### Data to examine
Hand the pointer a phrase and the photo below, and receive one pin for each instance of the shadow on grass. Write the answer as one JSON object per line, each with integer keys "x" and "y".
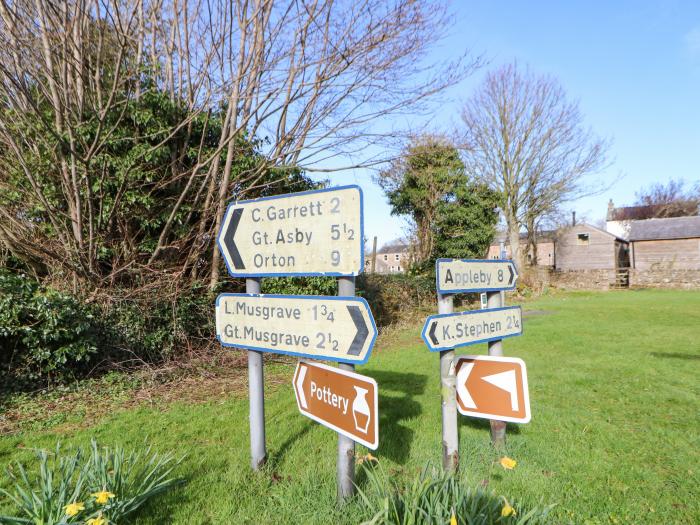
{"x": 275, "y": 457}
{"x": 483, "y": 424}
{"x": 395, "y": 438}
{"x": 675, "y": 355}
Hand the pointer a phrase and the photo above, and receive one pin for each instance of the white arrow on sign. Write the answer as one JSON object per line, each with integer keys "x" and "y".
{"x": 300, "y": 385}
{"x": 482, "y": 385}
{"x": 308, "y": 233}
{"x": 505, "y": 381}
{"x": 335, "y": 328}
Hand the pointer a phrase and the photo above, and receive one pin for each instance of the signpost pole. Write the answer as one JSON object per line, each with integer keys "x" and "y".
{"x": 256, "y": 395}
{"x": 498, "y": 428}
{"x": 346, "y": 446}
{"x": 448, "y": 383}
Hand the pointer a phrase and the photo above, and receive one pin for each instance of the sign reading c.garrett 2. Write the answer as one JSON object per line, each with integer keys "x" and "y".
{"x": 308, "y": 233}
{"x": 335, "y": 328}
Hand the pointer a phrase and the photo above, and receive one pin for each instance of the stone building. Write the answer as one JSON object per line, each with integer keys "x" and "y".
{"x": 394, "y": 257}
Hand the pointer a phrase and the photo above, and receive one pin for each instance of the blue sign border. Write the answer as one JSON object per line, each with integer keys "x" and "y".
{"x": 467, "y": 312}
{"x": 304, "y": 297}
{"x": 233, "y": 273}
{"x": 472, "y": 290}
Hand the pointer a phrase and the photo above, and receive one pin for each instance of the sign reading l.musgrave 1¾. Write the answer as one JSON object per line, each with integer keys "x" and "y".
{"x": 446, "y": 331}
{"x": 474, "y": 275}
{"x": 308, "y": 233}
{"x": 333, "y": 328}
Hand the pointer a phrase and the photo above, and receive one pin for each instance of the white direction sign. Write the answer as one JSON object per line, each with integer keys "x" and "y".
{"x": 446, "y": 331}
{"x": 309, "y": 233}
{"x": 474, "y": 275}
{"x": 332, "y": 328}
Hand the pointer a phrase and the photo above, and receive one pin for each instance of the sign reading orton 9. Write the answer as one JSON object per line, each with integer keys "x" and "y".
{"x": 309, "y": 233}
{"x": 342, "y": 401}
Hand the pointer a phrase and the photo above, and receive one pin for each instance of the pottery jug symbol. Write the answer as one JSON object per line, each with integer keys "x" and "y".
{"x": 360, "y": 409}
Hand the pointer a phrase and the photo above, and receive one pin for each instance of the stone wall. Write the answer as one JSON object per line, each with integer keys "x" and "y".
{"x": 665, "y": 278}
{"x": 582, "y": 279}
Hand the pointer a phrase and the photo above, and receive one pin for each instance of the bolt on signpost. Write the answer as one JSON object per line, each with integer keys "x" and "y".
{"x": 302, "y": 234}
{"x": 446, "y": 331}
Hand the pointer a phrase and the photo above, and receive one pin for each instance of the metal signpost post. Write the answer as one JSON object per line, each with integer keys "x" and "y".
{"x": 447, "y": 330}
{"x": 310, "y": 233}
{"x": 450, "y": 432}
{"x": 492, "y": 387}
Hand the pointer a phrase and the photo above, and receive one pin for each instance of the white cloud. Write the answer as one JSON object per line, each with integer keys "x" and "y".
{"x": 692, "y": 42}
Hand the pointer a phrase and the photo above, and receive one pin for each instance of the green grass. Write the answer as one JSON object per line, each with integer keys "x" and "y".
{"x": 614, "y": 384}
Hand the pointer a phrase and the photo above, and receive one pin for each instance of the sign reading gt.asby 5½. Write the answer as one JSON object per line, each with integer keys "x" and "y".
{"x": 308, "y": 233}
{"x": 335, "y": 328}
{"x": 467, "y": 275}
{"x": 340, "y": 400}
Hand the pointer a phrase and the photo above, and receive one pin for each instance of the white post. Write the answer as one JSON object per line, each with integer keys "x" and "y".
{"x": 256, "y": 395}
{"x": 448, "y": 394}
{"x": 346, "y": 446}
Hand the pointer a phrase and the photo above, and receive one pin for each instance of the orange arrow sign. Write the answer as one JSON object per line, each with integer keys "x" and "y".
{"x": 493, "y": 388}
{"x": 340, "y": 400}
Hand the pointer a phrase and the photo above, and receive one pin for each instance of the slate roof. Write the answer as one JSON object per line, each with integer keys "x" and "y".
{"x": 634, "y": 213}
{"x": 661, "y": 229}
{"x": 394, "y": 248}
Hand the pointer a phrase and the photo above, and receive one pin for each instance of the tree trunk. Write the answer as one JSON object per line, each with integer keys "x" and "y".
{"x": 514, "y": 239}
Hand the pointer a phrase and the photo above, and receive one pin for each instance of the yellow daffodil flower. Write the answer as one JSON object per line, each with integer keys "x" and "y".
{"x": 508, "y": 463}
{"x": 73, "y": 508}
{"x": 367, "y": 457}
{"x": 507, "y": 510}
{"x": 102, "y": 497}
{"x": 99, "y": 520}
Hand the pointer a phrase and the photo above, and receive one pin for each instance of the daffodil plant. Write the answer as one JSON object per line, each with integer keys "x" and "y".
{"x": 94, "y": 487}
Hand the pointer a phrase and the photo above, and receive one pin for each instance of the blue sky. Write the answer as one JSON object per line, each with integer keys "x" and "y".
{"x": 634, "y": 68}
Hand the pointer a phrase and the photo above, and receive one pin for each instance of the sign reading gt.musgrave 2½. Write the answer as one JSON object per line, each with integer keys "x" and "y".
{"x": 334, "y": 328}
{"x": 309, "y": 233}
{"x": 474, "y": 275}
{"x": 446, "y": 331}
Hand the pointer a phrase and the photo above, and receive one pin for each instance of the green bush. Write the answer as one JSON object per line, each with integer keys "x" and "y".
{"x": 436, "y": 498}
{"x": 102, "y": 483}
{"x": 44, "y": 333}
{"x": 300, "y": 285}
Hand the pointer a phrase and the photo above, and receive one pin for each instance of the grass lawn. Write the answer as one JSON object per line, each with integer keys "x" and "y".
{"x": 614, "y": 383}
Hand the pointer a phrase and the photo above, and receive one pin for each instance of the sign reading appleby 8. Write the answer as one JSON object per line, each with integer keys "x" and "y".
{"x": 340, "y": 400}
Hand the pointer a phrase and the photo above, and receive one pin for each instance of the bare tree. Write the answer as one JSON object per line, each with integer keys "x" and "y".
{"x": 306, "y": 81}
{"x": 671, "y": 199}
{"x": 527, "y": 141}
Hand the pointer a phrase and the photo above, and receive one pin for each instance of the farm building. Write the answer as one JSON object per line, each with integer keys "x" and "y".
{"x": 394, "y": 257}
{"x": 585, "y": 247}
{"x": 659, "y": 244}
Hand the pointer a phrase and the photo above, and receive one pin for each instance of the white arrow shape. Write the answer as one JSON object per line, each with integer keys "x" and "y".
{"x": 462, "y": 391}
{"x": 505, "y": 381}
{"x": 300, "y": 386}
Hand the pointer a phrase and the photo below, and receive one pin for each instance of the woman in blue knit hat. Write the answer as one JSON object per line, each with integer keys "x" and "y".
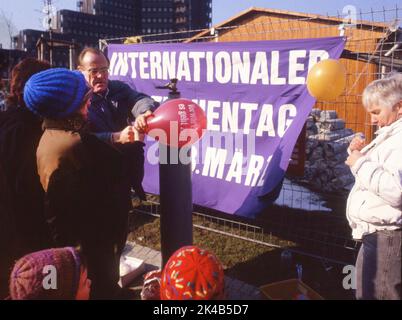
{"x": 22, "y": 223}
{"x": 79, "y": 174}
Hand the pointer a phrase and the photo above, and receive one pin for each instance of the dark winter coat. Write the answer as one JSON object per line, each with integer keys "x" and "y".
{"x": 22, "y": 223}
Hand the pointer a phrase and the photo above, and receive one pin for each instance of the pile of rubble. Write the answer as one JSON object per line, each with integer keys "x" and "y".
{"x": 327, "y": 141}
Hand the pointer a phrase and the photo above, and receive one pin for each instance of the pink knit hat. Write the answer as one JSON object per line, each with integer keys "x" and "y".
{"x": 29, "y": 272}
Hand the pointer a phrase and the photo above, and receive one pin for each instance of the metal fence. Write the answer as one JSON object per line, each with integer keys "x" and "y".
{"x": 310, "y": 220}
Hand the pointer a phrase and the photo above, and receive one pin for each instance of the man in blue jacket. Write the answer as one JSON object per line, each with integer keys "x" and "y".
{"x": 114, "y": 108}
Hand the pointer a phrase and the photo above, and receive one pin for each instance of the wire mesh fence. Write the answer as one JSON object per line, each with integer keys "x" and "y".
{"x": 309, "y": 213}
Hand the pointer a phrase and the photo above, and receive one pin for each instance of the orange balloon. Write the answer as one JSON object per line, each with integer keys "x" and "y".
{"x": 326, "y": 80}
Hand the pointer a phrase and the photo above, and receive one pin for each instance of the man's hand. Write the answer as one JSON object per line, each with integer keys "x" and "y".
{"x": 124, "y": 136}
{"x": 354, "y": 156}
{"x": 140, "y": 123}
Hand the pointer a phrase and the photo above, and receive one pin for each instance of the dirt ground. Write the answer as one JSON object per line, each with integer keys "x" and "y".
{"x": 258, "y": 264}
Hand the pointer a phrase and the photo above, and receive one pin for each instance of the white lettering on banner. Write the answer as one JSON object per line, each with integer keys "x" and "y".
{"x": 214, "y": 167}
{"x": 226, "y": 157}
{"x": 261, "y": 67}
{"x": 144, "y": 65}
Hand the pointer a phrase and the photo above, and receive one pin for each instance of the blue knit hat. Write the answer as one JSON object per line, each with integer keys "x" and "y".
{"x": 55, "y": 93}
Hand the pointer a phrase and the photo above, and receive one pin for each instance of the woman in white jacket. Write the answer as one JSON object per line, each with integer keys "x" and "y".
{"x": 374, "y": 204}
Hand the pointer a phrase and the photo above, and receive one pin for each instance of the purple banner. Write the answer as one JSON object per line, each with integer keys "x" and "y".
{"x": 256, "y": 101}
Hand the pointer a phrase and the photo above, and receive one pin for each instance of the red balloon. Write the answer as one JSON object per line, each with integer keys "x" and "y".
{"x": 177, "y": 122}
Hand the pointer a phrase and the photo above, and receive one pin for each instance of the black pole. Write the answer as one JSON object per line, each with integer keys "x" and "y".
{"x": 175, "y": 196}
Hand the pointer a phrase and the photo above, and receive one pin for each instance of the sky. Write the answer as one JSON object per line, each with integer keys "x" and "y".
{"x": 26, "y": 14}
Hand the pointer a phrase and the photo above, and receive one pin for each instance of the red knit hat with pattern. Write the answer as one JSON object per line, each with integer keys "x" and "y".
{"x": 28, "y": 279}
{"x": 192, "y": 274}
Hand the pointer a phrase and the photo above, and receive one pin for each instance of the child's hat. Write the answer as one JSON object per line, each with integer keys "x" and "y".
{"x": 192, "y": 273}
{"x": 55, "y": 93}
{"x": 50, "y": 274}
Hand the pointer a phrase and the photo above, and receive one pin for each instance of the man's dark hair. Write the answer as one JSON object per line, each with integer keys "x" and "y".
{"x": 90, "y": 50}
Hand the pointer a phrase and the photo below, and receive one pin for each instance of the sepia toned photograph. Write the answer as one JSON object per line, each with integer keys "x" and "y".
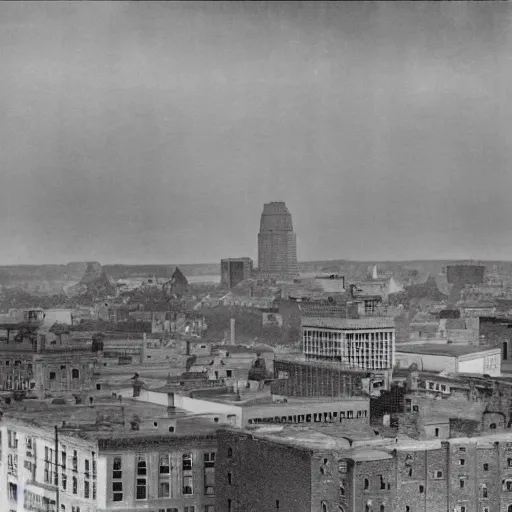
{"x": 256, "y": 256}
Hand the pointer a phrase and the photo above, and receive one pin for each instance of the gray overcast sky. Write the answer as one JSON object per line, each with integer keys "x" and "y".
{"x": 154, "y": 132}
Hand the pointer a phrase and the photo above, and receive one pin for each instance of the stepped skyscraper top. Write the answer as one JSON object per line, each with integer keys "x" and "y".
{"x": 277, "y": 243}
{"x": 276, "y": 217}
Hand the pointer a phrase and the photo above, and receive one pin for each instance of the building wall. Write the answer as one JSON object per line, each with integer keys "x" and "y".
{"x": 414, "y": 477}
{"x": 277, "y": 243}
{"x": 262, "y": 474}
{"x": 427, "y": 362}
{"x": 177, "y": 476}
{"x": 369, "y": 348}
{"x": 300, "y": 379}
{"x": 347, "y": 412}
{"x": 373, "y": 470}
{"x": 25, "y": 466}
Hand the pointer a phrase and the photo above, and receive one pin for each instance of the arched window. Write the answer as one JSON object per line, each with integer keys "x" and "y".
{"x": 141, "y": 467}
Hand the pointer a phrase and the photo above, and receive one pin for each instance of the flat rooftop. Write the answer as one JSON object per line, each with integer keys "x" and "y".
{"x": 435, "y": 349}
{"x": 349, "y": 323}
{"x": 370, "y": 445}
{"x": 258, "y": 400}
{"x": 109, "y": 418}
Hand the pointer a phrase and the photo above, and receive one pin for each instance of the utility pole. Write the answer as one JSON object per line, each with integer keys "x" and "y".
{"x": 57, "y": 466}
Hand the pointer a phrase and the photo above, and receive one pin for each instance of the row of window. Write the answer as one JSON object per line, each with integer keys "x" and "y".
{"x": 75, "y": 374}
{"x": 321, "y": 417}
{"x": 164, "y": 470}
{"x": 189, "y": 508}
{"x": 318, "y": 335}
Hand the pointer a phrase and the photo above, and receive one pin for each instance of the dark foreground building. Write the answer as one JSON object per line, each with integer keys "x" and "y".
{"x": 310, "y": 470}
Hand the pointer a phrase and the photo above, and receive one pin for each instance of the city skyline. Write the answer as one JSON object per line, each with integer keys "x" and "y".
{"x": 150, "y": 132}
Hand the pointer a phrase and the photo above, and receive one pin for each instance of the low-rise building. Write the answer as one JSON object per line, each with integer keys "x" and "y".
{"x": 303, "y": 470}
{"x": 40, "y": 362}
{"x": 451, "y": 358}
{"x": 104, "y": 456}
{"x": 242, "y": 408}
{"x": 322, "y": 378}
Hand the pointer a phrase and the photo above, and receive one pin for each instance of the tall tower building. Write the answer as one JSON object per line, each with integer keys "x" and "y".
{"x": 277, "y": 243}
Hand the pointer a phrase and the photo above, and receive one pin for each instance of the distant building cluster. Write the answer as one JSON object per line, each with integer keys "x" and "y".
{"x": 388, "y": 396}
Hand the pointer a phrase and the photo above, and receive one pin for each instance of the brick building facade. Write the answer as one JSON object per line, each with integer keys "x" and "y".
{"x": 256, "y": 473}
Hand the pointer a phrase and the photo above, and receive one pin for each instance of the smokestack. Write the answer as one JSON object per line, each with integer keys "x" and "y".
{"x": 232, "y": 331}
{"x": 143, "y": 349}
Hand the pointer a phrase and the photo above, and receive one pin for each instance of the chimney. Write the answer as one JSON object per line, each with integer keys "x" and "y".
{"x": 143, "y": 349}
{"x": 232, "y": 331}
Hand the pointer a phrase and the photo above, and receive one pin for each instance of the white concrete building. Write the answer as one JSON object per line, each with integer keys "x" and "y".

### To do
Your answer must consist solely of the lines from the one containing "of the brick" through the last line of the entries, reproduced exactly.

### Answer section
Hand the pointer a phrase and the photo above, and receive one pin for each instance of the brick building facade. Write the answer as one JSON object per line, each with integer keys "x" and "y".
{"x": 256, "y": 473}
Hand the pointer a phrase and the photo above, and receive one pin for each instance of the smokestack. Write the answer as one JSON object per line, each with integer keys "x" and "y".
{"x": 232, "y": 331}
{"x": 143, "y": 349}
Hand the pointer a phrase and the photo above, and receive one pin for each instance of the chimney. Write the answer as one JSON object per line, each with integer keys "x" and "y".
{"x": 143, "y": 349}
{"x": 232, "y": 331}
Hand the pointer a phrase and the photo above, and receive one pin for each instance of the white concrete building. Write the answer as one JSON object per line, each with integer keys "x" and "y".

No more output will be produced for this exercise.